For the listing below, show each line that includes the string "background".

** EXERCISE INPUTS follows **

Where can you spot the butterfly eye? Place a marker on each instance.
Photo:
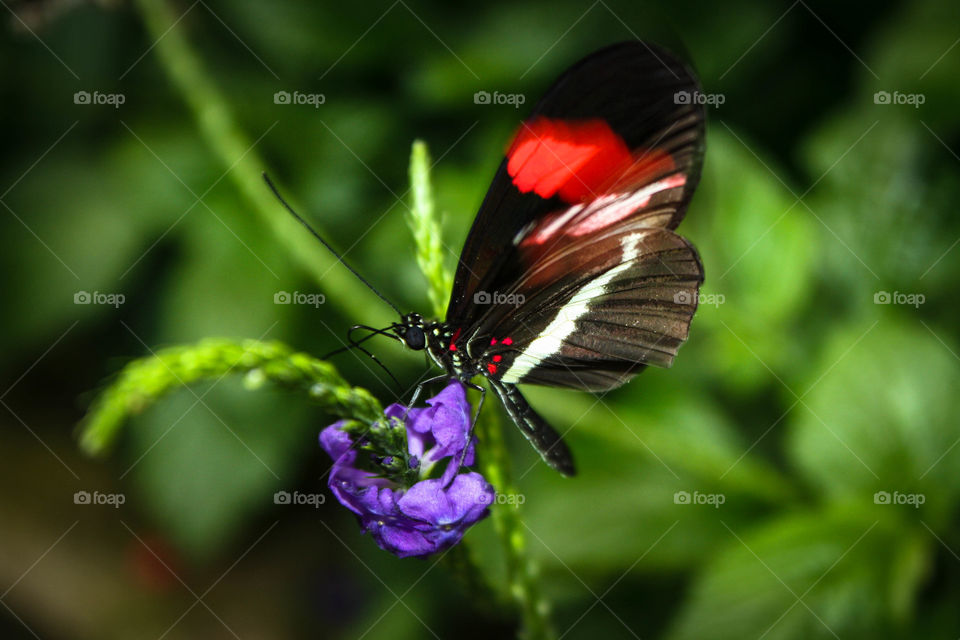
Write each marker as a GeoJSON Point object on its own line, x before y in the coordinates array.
{"type": "Point", "coordinates": [414, 338]}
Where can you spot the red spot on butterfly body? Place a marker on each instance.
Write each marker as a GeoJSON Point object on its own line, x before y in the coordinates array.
{"type": "Point", "coordinates": [573, 159]}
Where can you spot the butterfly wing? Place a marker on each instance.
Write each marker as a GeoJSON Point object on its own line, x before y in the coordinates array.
{"type": "Point", "coordinates": [572, 275]}
{"type": "Point", "coordinates": [616, 135]}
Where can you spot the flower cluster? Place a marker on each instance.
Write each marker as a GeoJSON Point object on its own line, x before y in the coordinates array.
{"type": "Point", "coordinates": [404, 496]}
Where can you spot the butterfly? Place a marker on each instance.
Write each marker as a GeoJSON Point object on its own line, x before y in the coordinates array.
{"type": "Point", "coordinates": [572, 274]}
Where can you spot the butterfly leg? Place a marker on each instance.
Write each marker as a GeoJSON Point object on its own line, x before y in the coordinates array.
{"type": "Point", "coordinates": [541, 435]}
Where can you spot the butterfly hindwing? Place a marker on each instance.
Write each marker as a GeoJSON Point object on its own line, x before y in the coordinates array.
{"type": "Point", "coordinates": [608, 141]}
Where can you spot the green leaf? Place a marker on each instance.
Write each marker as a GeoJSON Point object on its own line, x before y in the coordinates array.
{"type": "Point", "coordinates": [427, 234]}
{"type": "Point", "coordinates": [142, 382]}
{"type": "Point", "coordinates": [834, 574]}
{"type": "Point", "coordinates": [202, 467]}
{"type": "Point", "coordinates": [882, 418]}
{"type": "Point", "coordinates": [759, 250]}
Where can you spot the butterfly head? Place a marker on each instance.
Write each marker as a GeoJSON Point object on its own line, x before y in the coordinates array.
{"type": "Point", "coordinates": [411, 332]}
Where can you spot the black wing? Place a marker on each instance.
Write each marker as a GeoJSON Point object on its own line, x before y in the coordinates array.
{"type": "Point", "coordinates": [541, 435]}
{"type": "Point", "coordinates": [581, 282]}
{"type": "Point", "coordinates": [644, 94]}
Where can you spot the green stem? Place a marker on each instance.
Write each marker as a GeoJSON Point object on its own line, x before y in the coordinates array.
{"type": "Point", "coordinates": [460, 562]}
{"type": "Point", "coordinates": [238, 156]}
{"type": "Point", "coordinates": [144, 381]}
{"type": "Point", "coordinates": [523, 575]}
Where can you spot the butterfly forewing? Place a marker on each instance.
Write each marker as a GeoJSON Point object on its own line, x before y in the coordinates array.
{"type": "Point", "coordinates": [571, 275]}
{"type": "Point", "coordinates": [623, 105]}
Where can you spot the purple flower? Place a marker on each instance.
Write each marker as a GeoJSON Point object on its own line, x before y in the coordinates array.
{"type": "Point", "coordinates": [407, 500]}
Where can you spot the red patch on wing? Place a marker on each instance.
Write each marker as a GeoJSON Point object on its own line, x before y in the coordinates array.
{"type": "Point", "coordinates": [576, 160]}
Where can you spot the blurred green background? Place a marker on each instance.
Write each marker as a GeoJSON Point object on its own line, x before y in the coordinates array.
{"type": "Point", "coordinates": [798, 397]}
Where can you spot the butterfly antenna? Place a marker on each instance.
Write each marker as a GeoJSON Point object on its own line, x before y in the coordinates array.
{"type": "Point", "coordinates": [327, 244]}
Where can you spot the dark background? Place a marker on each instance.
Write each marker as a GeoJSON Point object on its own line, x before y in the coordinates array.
{"type": "Point", "coordinates": [797, 398]}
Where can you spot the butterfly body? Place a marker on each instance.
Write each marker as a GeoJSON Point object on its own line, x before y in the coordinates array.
{"type": "Point", "coordinates": [572, 274]}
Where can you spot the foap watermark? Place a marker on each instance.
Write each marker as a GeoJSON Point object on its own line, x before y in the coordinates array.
{"type": "Point", "coordinates": [495, 297]}
{"type": "Point", "coordinates": [97, 297]}
{"type": "Point", "coordinates": [511, 499]}
{"type": "Point", "coordinates": [712, 499]}
{"type": "Point", "coordinates": [513, 99]}
{"type": "Point", "coordinates": [698, 97]}
{"type": "Point", "coordinates": [912, 499]}
{"type": "Point", "coordinates": [312, 299]}
{"type": "Point", "coordinates": [912, 299]}
{"type": "Point", "coordinates": [296, 498]}
{"type": "Point", "coordinates": [912, 99]}
{"type": "Point", "coordinates": [296, 97]}
{"type": "Point", "coordinates": [96, 97]}
{"type": "Point", "coordinates": [685, 297]}
{"type": "Point", "coordinates": [111, 499]}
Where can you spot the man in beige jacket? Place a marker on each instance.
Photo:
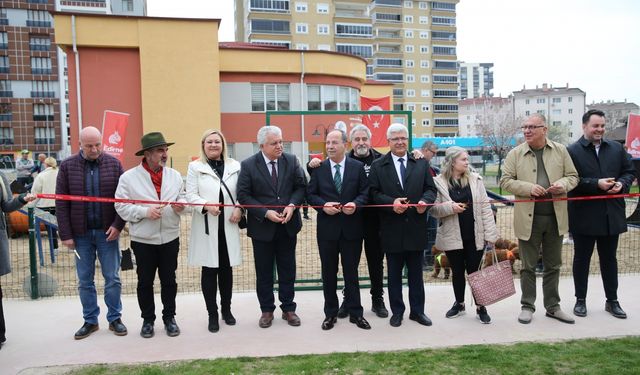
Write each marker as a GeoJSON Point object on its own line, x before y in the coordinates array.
{"type": "Point", "coordinates": [540, 169]}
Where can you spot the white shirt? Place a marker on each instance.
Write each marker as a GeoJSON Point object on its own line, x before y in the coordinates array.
{"type": "Point", "coordinates": [396, 164]}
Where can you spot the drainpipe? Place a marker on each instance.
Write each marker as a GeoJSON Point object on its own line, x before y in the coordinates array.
{"type": "Point", "coordinates": [77, 59]}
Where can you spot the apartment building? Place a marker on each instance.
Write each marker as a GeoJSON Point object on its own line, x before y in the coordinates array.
{"type": "Point", "coordinates": [476, 80]}
{"type": "Point", "coordinates": [562, 106]}
{"type": "Point", "coordinates": [411, 44]}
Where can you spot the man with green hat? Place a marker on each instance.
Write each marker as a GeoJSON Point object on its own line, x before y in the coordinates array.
{"type": "Point", "coordinates": [24, 167]}
{"type": "Point", "coordinates": [154, 228]}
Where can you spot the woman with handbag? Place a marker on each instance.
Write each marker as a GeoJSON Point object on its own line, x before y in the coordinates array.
{"type": "Point", "coordinates": [215, 235]}
{"type": "Point", "coordinates": [466, 223]}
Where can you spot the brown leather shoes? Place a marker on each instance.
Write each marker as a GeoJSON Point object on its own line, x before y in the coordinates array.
{"type": "Point", "coordinates": [291, 318]}
{"type": "Point", "coordinates": [265, 320]}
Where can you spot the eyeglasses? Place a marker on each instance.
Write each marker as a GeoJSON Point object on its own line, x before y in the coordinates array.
{"type": "Point", "coordinates": [531, 127]}
{"type": "Point", "coordinates": [398, 139]}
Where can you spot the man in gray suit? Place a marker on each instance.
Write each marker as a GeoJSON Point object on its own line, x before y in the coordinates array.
{"type": "Point", "coordinates": [272, 184]}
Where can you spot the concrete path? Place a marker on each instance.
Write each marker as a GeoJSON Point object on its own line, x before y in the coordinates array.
{"type": "Point", "coordinates": [40, 333]}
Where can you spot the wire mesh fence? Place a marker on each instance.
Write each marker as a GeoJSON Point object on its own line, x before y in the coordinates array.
{"type": "Point", "coordinates": [57, 275]}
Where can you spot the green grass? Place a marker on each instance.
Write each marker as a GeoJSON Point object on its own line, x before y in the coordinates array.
{"type": "Point", "coordinates": [591, 356]}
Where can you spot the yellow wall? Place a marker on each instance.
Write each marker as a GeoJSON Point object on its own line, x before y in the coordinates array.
{"type": "Point", "coordinates": [179, 70]}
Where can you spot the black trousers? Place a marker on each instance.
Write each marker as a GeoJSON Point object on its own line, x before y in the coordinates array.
{"type": "Point", "coordinates": [395, 263]}
{"type": "Point", "coordinates": [163, 259]}
{"type": "Point", "coordinates": [466, 259]}
{"type": "Point", "coordinates": [282, 251]}
{"type": "Point", "coordinates": [349, 254]}
{"type": "Point", "coordinates": [212, 278]}
{"type": "Point", "coordinates": [3, 328]}
{"type": "Point", "coordinates": [607, 247]}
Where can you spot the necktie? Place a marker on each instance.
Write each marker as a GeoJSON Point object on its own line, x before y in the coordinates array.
{"type": "Point", "coordinates": [274, 174]}
{"type": "Point", "coordinates": [337, 179]}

** End of EXERCISE INPUTS **

## YOUR RESPONSE
Where can you spot the blurred green background? Place a marker on each instance.
Where can you spot the dark background? Place a marker on each instance.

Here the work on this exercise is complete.